■ What this task involves:
The reply should repeat all of the data word for word, with no pictures.
-- Opening Marker --
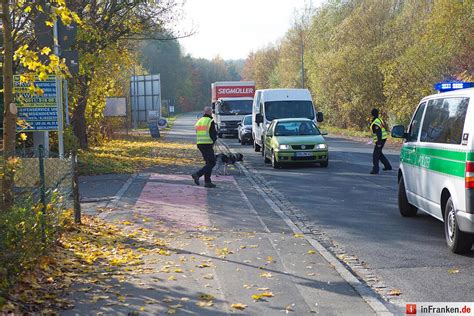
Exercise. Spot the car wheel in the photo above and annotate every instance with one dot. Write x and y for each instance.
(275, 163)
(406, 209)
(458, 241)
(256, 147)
-- Closing Marker --
■ Answer section:
Exercise. Spot the car wheel in the photo above and annotate every instance with one dot. Write x and y for each instance.
(275, 163)
(406, 209)
(458, 241)
(256, 147)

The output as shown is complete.